QUOTED PASSAGE:
+===+

I'm not trying to ruffle any feathers, just curious. If the preorder didn't pull the money until shipment then I would probably order myself.


----------



## AnhrithmonGelasma (Mar 30, 2022)

Optimistic take would be they want to be sure to get quality control right for the release.


----------



## muziksculp (Mar 30, 2022)

D Halgren said:


> I'm not trying to ruffle any feathers, just curious. If the preorder didn't pull the money until shipment then I would probably order myself.


I understand your position. But looking at their side of the equation, they have no guarantee of a solid order if they don't charge you when you place the order. I was a bit shocked when I saw their email after I placed my order indicating a Nov. shipping date. I was expecting a few weeks wait, but that wasn't the case.


----------



## D Halgren (Mar 30, 2022)

muziksculp said:


> I understand your position. But looking at their side of the equation, they have no guarantee of a solid order if they don't charge you when you place the order. I was a bit shocked when I saw their email after I placed my order indicating a Nov. shipping date. I was expecting a few weeks wait, but that wasn't the case.


Understood 🙂


----------



## AnhrithmonGelasma (Mar 30, 2022)

Gliding and sliding:


----------



## Phillip Dixon (Mar 31, 2022)

I was looking forward to this, having been. Bombarded with emails from roli over the last few months saying "it's nearly here" 
So I expected to be able to buy one as of now, I'm glad in a way, because it would have been an impulse buy, that I don't really need, and there's no way I'm parting with £1100 on a promise of delivery in Dec,


----------



## Lee Blaske (May 14, 2022)

I'm interested in this, too, but somewhat wary about plunking the money down so far in advance. This really does seem like a gamble. My email has also been flooded with notices about it.


----------



## KenV (Sep 14, 2022)

I know this thread has been silent for a while, but I figured I’d give you guys a try. If I preorder now and then the reviews for the first run are terrible, is there any way of cancelling? Or are you fully committed after the preorder?

+===+

RECORDED DATA:
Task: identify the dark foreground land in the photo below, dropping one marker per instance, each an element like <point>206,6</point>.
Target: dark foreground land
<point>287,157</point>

+===+

Write out everything in the preorder discussion above from "## Lee Blaske" down to "(Sep 14, 2022)", word for word.

## Lee Blaske (May 14, 2022)

I'm interested in this, too, but somewhat wary about plunking the money down so far in advance. This really does seem like a gamble. My email has also been flooded with notices about it.


----------



## KenV (Sep 14, 2022)